• [WHAT TO WORK ON]
1. Answer these from the article on the Syrian conflict:
(a) Where is Human Rights Watch based?
(b) How many governments have called on the UN Security Council to refer the conflict to the International Criminal Court?
(c) Which country sent the petition requesting the referral to the council?
2. Retype the passage of the article on the Syrian conflict starting at "At least 57" and ending at "over the conflict.".

• [SOURCE DOCUMENT]
International calls for a war crimes probe into the 22-month Syrian conflict are growing after a watchdog reported at least 26 children have been killed in the latest violence.

Reports of the child deaths came on Monday as New York-based Human Rights Watch accused President Bashar al-Assad's regime of expanding its use of banned cluster bombs.

At least 57 governments have called on the UN Security Council to refer the Syria conflict to the International Criminal Court for a war crimes investigation.

Switzerland sent a petition requesting the move to the 15-member council, the only body that can refer the case to the ICC. But the Security Council, including its five permanent members, is deeply divided over the conflict.

The signatories included many European governments as well as Libya and Tunisia, which both saw Arab Spring uprisings overthrow longstanding autocratic regimes.

• [EXCERPTED RECORDS]
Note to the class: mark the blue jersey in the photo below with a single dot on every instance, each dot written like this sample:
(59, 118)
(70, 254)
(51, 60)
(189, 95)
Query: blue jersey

• [SOLUTIONS TO THE PROBLEMS]
1.
(a) New York
(b) At least 57
(c) Switzerland

2.
At least 57 governments have called on the UN Security Council to refer the Syria conflict to the International Criminal Court for a war crimes investigation.

Switzerland sent a petition requesting the move to the 15-member council, the only body that can refer the case to the ICC. But the Security Council, including its five permanent members, is deeply divided over the conflict.